== ZADANIA DO ĆWICZENIA ==
A. Przerób akapit z tekstu o Integerze zaczynający się od słów „O tym, jak kosztowne” na krótką listę punktów, zachowując najważniejsze fakty.
B. Odpowiedz krótko na pytania do tekstu o Integerze:
(i) Na co mogą liczyć spółki, które przyzwyczaiły inwestorów do systematycznej poprawy wyników?
(ii) O ile wzrosły notowania Integera w latach 2011–2013?
(iii) Gdzie pracuje analityk Mateusz Namysł?

== WYODRĘBNIONY TEKST ==
= = = = = = =

Spółki, które przyzwyczaiły inwestorów do systematycznej poprawy wyników, mogą liczyć na ich specjalne względy. Jeśli jednak pokładane w firmie nadzieje nie zostają spełnione bądź nie jest ona w stanie utrzymać dotychczasowego tempa wzrostu, trzeba się liczyć z solidną korektą jej notowań.
Przychodzi rozczarowanie
O tym, jak kosztowne może być niespełnienie pokładanych w spółce nadziei, przekonali się posiadacze akcji Integera. Optymistyczne oczekiwania inwestorów odnośnie do planowanej ekspansji paczkomatowego biznesu wywindowały notowania firmy w latach 2011–2013 o ponad 300 proc. Niestety, okazało się, że były to oczekiwania na wyrost. Dynamiczny wzrost przychodów Integera nie szedł w parze z zyskami. Pojawienie się strat władze Integera tłumaczyły kosztowną ekspansją sieci paczkomatów. Taki rozwój wypadków skutkował spadkiem notowań firmy. Od szczytów z końca 2013 r. wartość akcji spółki skurczyła się o ponad 75 proc. – Wyniki raportowane do tej pory przez spółkę okazały się rozczarowujące, zwłaszcza na rynkach zagranicznych. Przesuwanie terminu osiągnięcia progu rentowności zostało negatywnie odebrane przez rynek – wyjaśnia Mateusz Namysł, analityk DM Raiffeisen. Jego zdaniem, by mówić o zmianie nastawienia rynku do spółki, ta musi powrócić do generowania zysków i je utrzymać. – Ważne będzie to, czy firmie uda się osiągnąć odpowiednią skalę biznesu paczkomatowego na rynku brytyjskim. Jeżeli tamtejsza działalność zacznie przynosić profity lub na innym znaczącym dla spółki rynku poza Polską, inwestorzy znów uwierzą w potencjał Integera i kurs zacznie rosnąć – ocenia Namysł.

= = = = = = =

== WPISY Z DANYMI ==

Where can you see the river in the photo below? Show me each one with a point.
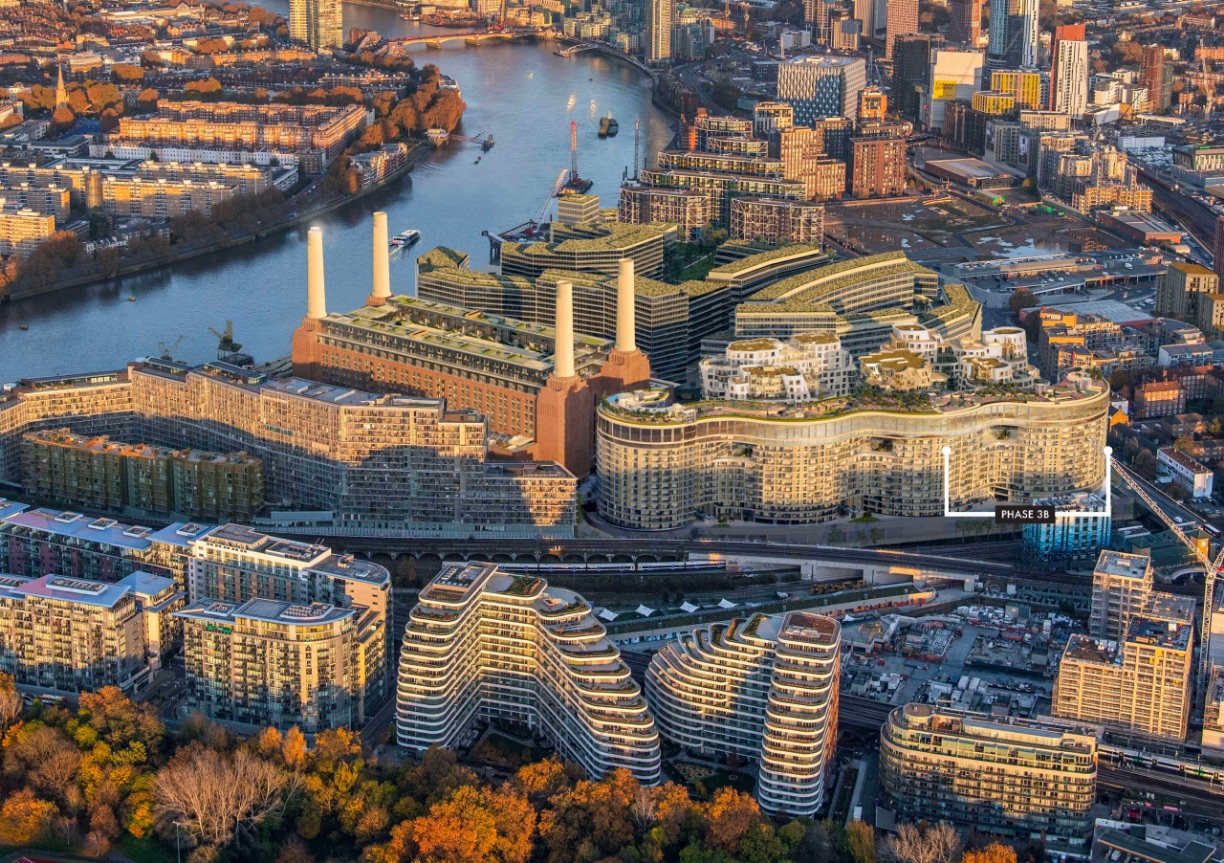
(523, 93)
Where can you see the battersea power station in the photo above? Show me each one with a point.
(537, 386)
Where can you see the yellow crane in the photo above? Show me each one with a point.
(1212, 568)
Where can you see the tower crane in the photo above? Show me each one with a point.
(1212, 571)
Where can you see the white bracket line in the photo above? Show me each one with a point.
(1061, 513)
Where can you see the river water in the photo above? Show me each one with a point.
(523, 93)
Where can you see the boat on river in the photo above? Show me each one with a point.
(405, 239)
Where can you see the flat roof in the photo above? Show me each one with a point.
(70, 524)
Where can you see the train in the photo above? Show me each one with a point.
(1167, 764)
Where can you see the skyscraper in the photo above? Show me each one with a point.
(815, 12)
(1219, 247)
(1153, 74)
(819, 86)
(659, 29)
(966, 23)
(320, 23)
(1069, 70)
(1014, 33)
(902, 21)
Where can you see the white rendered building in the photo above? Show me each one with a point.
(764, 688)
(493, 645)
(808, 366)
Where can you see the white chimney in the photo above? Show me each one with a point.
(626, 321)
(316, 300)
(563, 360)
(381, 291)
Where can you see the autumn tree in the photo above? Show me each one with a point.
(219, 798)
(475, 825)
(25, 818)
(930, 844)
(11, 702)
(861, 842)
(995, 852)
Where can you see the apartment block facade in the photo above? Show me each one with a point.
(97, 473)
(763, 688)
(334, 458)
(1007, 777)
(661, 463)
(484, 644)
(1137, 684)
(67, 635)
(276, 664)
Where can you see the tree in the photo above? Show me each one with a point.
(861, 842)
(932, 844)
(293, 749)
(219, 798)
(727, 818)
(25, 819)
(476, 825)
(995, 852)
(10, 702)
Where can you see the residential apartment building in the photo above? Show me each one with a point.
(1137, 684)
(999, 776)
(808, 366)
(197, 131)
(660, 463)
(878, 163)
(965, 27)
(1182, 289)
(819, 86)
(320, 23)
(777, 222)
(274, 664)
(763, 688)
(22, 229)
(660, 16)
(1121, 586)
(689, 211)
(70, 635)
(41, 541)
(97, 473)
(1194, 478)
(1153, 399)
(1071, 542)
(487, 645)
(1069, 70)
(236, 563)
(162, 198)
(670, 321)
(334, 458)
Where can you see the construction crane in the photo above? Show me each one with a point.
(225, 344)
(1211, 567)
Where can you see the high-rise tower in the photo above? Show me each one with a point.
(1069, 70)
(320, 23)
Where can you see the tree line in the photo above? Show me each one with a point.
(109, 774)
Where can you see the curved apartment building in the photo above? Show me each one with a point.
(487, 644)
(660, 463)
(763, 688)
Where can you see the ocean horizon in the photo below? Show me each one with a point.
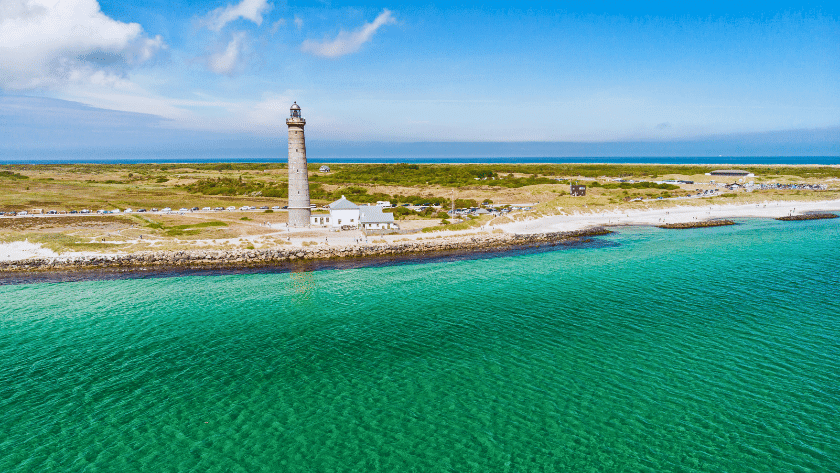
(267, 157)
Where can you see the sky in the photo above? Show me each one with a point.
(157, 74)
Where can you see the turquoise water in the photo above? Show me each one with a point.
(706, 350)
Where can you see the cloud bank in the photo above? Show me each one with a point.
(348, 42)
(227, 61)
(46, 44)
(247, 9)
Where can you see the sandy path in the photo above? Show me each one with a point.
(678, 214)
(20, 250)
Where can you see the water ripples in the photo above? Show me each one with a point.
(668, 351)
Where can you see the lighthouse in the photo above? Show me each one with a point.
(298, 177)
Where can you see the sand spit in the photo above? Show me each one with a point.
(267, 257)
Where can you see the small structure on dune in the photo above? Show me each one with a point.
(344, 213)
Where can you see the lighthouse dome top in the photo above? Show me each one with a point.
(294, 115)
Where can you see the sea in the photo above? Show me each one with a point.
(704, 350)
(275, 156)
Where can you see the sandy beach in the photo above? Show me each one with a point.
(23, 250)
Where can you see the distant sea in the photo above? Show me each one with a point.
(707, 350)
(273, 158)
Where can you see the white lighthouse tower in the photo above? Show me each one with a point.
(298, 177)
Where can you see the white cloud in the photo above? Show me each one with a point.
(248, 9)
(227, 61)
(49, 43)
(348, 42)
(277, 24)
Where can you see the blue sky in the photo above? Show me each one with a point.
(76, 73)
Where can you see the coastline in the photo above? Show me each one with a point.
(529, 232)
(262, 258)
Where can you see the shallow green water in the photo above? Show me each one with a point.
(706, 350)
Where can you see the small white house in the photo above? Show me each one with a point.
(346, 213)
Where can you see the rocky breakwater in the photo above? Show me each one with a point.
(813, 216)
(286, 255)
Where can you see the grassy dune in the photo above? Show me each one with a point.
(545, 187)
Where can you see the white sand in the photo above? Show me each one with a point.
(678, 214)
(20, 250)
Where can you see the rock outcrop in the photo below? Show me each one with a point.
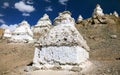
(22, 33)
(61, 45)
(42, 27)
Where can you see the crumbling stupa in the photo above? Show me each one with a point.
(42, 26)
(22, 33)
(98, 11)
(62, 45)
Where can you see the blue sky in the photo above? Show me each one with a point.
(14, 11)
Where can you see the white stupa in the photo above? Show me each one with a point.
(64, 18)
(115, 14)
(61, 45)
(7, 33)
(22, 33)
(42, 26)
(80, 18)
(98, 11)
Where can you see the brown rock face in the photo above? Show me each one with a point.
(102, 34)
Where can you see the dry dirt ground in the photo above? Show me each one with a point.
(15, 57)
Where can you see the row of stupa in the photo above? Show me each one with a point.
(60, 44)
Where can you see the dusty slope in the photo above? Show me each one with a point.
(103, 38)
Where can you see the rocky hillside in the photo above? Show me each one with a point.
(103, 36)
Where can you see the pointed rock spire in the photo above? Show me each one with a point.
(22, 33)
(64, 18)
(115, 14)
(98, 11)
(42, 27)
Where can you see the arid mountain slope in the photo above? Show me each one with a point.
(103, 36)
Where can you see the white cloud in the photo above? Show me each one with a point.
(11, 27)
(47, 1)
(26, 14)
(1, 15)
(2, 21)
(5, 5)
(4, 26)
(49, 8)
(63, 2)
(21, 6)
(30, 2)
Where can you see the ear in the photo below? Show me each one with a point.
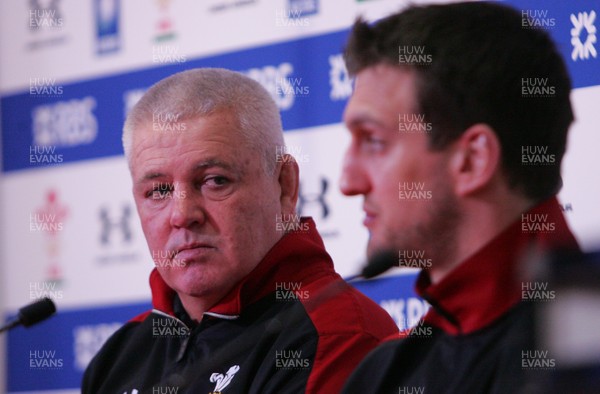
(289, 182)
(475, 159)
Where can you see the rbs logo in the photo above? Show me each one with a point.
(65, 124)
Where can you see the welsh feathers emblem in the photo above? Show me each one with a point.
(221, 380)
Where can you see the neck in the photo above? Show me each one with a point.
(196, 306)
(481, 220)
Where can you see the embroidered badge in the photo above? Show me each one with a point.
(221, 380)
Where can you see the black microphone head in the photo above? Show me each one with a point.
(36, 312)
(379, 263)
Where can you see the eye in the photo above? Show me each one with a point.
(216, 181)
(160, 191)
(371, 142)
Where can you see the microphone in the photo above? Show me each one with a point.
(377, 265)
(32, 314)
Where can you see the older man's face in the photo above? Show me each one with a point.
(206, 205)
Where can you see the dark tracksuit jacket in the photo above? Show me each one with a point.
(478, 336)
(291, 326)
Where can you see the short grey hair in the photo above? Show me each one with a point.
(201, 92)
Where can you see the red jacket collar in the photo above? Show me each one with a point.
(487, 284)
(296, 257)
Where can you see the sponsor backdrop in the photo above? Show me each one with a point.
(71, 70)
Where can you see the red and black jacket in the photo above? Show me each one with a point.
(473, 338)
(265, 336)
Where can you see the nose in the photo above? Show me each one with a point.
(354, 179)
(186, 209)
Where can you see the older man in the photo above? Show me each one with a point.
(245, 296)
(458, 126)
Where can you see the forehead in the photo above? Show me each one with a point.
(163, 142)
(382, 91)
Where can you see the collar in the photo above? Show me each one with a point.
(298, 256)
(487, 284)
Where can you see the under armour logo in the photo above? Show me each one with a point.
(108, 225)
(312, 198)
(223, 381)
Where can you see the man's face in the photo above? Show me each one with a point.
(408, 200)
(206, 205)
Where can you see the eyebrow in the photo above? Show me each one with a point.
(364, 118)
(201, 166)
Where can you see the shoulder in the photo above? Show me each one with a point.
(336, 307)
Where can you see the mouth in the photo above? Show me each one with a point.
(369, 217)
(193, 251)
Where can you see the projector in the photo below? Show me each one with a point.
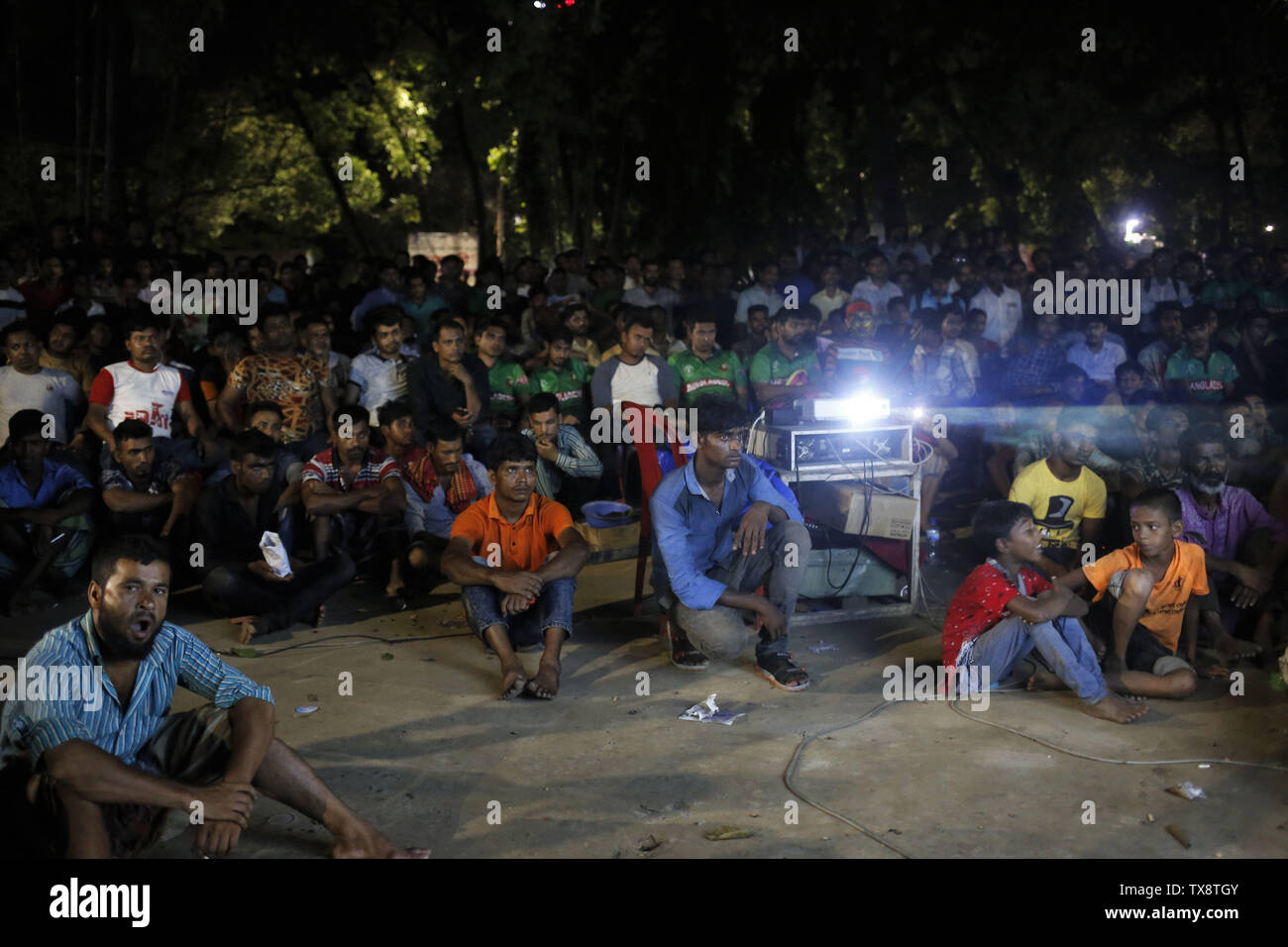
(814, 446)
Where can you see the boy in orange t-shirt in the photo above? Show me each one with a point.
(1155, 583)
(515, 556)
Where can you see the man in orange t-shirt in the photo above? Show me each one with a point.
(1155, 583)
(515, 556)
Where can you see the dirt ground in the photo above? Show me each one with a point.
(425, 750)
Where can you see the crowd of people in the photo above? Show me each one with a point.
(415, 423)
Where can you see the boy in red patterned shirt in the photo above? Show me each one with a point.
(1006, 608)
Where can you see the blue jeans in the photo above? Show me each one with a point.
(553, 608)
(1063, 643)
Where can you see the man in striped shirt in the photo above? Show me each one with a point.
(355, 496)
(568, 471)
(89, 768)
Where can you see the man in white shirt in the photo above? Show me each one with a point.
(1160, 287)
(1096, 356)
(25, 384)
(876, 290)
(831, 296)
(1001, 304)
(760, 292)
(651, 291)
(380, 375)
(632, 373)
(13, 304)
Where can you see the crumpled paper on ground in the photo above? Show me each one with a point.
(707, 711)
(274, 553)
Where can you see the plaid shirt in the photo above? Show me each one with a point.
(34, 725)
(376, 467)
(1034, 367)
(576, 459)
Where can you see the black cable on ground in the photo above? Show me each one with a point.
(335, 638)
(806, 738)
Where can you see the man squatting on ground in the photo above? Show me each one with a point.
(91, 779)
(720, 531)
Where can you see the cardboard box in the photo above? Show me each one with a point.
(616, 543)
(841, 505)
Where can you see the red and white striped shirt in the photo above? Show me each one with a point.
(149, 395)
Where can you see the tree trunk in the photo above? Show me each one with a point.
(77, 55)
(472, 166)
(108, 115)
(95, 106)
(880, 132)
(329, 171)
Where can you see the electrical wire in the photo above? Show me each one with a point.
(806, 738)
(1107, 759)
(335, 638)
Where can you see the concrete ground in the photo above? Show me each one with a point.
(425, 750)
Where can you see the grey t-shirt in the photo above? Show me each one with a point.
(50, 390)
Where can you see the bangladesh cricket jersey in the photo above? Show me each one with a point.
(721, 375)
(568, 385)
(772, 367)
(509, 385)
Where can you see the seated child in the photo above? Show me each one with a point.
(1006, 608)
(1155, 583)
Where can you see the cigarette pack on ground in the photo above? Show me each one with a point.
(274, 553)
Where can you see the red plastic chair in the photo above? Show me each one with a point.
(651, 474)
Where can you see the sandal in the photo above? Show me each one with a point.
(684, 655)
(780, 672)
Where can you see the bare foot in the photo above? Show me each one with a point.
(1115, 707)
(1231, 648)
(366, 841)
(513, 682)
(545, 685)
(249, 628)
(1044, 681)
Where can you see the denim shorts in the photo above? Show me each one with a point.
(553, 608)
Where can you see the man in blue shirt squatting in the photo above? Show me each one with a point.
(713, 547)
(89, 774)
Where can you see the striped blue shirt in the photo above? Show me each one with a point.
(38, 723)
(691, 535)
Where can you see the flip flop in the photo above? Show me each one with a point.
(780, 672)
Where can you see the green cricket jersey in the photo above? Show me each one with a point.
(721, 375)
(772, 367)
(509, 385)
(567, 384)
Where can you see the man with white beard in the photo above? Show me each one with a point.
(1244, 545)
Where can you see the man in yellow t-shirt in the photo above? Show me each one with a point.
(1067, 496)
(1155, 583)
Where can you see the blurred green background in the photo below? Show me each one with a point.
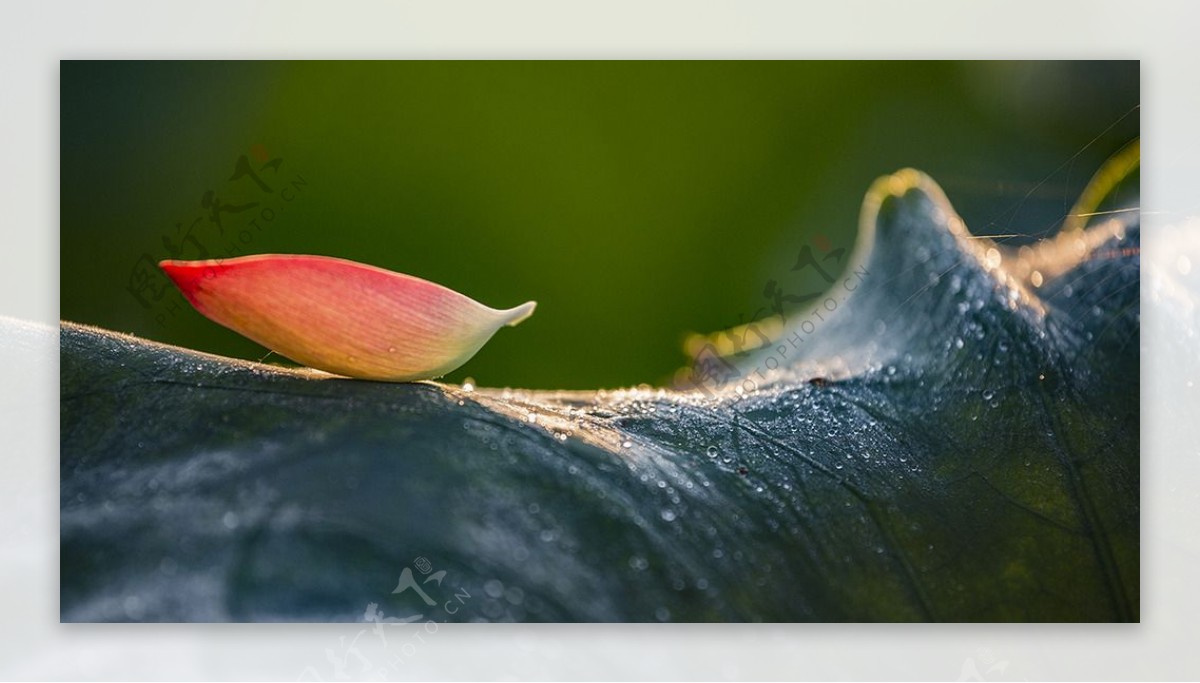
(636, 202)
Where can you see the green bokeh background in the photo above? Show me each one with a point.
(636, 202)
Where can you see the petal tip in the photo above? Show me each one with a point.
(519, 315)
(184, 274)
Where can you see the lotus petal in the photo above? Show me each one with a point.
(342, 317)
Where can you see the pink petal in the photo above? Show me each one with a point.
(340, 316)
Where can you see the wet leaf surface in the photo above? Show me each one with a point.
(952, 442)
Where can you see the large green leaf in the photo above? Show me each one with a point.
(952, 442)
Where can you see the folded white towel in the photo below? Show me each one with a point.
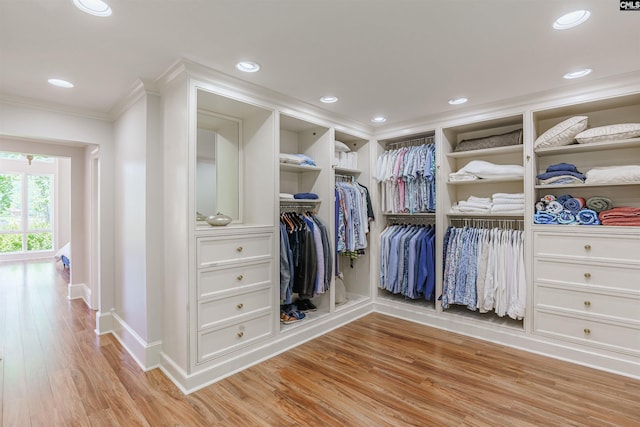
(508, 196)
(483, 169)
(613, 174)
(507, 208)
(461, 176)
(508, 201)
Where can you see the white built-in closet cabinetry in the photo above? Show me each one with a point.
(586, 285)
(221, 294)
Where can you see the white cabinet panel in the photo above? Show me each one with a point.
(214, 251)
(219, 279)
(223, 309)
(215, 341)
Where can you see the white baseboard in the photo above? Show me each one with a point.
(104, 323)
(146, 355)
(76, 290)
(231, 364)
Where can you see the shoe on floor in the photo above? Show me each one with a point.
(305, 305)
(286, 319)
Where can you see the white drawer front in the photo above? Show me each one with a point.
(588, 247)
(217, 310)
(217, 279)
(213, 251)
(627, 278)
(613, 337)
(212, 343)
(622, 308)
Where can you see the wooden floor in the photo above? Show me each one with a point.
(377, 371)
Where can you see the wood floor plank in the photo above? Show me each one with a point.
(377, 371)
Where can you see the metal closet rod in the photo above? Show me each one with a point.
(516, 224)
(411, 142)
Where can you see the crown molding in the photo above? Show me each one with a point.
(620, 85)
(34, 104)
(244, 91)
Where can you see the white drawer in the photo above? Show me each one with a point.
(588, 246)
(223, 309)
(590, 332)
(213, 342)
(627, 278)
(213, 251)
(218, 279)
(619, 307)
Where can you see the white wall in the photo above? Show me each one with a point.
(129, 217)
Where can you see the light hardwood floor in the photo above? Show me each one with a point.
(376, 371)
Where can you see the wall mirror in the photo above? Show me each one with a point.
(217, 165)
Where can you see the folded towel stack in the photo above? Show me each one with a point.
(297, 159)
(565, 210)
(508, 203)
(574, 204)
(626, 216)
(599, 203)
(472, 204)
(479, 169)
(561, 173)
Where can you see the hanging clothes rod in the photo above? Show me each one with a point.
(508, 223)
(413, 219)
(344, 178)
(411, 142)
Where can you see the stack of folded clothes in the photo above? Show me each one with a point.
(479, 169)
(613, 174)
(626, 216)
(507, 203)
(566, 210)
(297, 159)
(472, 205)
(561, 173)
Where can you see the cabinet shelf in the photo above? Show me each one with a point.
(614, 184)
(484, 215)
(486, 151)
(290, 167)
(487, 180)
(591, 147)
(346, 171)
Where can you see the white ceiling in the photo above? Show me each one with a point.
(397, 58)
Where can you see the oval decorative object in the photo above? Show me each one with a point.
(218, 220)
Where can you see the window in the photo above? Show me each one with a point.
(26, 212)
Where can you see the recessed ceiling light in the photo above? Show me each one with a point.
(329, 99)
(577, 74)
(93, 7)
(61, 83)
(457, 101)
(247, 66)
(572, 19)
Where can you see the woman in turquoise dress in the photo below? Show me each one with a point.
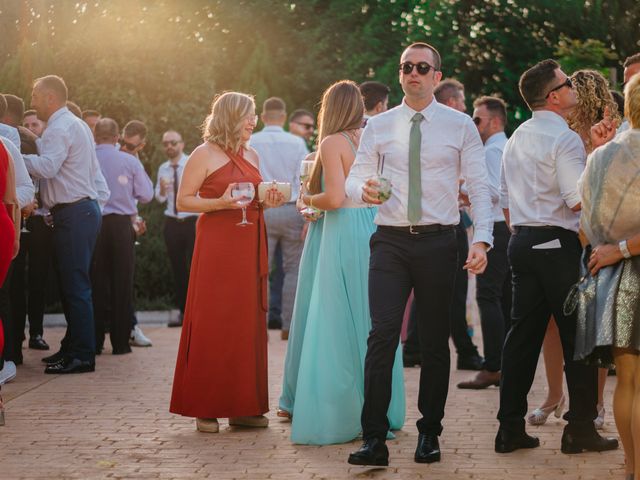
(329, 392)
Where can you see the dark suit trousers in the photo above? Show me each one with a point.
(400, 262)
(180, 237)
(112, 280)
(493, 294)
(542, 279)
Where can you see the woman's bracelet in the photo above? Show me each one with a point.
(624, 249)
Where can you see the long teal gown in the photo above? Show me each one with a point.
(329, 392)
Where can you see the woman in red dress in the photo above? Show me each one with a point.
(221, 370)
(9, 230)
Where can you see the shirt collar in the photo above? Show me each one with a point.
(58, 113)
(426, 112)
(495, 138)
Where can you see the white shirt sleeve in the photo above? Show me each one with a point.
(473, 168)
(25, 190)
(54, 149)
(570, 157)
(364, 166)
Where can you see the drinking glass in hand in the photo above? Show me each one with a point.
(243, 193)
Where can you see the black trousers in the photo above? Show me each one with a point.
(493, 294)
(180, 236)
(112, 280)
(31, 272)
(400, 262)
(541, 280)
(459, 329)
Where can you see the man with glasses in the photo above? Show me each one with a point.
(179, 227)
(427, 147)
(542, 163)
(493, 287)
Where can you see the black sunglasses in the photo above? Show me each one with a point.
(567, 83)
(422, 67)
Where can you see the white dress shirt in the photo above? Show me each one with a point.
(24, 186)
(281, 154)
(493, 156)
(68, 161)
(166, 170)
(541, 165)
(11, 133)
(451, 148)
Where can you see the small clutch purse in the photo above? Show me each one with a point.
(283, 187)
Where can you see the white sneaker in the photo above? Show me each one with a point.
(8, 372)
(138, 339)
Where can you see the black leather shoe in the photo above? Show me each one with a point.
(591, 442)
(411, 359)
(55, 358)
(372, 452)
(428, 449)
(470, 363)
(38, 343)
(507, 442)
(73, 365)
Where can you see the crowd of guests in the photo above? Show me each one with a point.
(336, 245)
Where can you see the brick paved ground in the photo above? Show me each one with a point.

= = = = = = =

== LISTA ODPOWIEDZI ==
A.
- Akcjonariusze Integera przekonali się, ile mogą kosztować niespełnione nadzieje wobec spółki.
- Optymistyczne oczekiwania co do ekspansji paczkomatów podniosły kurs w latach 2011–2013 o ponad 300 proc., ale okazały się na wyrost.
- Przychody szybko rosły, ale zysków nie było, a władze spółki tłumaczyły straty kosztowną rozbudową sieci paczkomatów.
- Od szczytu z końca 2013 r. akcje straciły ponad 75 proc.
- Mateusz Namysł z DM Raiffeisen uważa, że wyniki rozczarowały, zwłaszcza na rynkach zagranicznych. Rynek źle przyjął też przesuwanie terminu osiągnięcia progu rentowności.
- Jego zdaniem nastawienie rynku zmieni się dopiero wtedy, gdy spółka wróci do zysków i je utrzyma.
- Kluczowe będzie osiągnięcie odpowiedniej skali biznesu w Wielkiej Brytanii. Jeśli działalność tam lub na innym ważnym rynku poza Polską zacznie przynosić zyski, kurs może znów rosnąć.

B.
(i) Na specjalne względy inwestorów.
(ii) O ponad 300 proc.
(iii) W DM Raiffeisen.